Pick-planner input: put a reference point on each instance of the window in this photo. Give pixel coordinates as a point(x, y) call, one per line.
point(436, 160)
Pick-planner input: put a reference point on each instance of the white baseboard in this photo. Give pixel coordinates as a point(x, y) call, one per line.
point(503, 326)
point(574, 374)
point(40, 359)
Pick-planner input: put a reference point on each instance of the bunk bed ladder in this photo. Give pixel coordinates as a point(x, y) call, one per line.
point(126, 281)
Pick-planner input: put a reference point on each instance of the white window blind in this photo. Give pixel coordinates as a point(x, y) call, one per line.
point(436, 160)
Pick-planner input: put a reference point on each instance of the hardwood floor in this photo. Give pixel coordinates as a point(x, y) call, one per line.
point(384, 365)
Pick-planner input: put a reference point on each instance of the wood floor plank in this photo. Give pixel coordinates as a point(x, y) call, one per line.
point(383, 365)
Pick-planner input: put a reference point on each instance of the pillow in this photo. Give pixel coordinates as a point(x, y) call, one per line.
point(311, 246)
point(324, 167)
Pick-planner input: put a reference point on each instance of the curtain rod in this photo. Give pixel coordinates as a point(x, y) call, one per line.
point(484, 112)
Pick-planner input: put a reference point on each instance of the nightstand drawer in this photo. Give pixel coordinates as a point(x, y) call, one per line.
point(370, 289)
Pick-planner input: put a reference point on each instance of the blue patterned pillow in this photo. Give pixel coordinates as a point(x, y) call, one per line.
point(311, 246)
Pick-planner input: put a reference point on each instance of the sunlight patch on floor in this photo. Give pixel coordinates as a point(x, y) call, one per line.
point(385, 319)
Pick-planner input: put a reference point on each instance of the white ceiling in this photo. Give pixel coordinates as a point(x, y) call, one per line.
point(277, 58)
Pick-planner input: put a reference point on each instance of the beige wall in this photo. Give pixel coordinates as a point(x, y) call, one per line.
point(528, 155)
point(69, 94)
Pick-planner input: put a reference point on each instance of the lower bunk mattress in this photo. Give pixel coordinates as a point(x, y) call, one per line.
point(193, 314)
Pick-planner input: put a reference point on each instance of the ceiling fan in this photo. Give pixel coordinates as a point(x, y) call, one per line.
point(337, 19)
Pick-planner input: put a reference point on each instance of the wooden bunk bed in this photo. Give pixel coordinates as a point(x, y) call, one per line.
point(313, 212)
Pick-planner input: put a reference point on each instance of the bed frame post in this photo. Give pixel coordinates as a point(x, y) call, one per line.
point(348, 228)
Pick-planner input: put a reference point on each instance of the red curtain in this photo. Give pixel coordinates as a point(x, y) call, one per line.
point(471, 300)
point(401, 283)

• **Set exercise**: Reproduce the stretch of the records from the start through the line containing "point(40, 359)", substituting "image" for every occurrence of "photo" and leaving everything else unchanged.

• **Task answer**:
Pick-planner input: put a reference point on each instance of the window in this image. Give pixel coordinates as a point(x, y) call, one per line.
point(436, 160)
Pick-planner input: put a reference point on each instance of the white baseboard in this image. Give pixel coordinates as a point(x, y) call, one per line.
point(503, 326)
point(574, 374)
point(40, 359)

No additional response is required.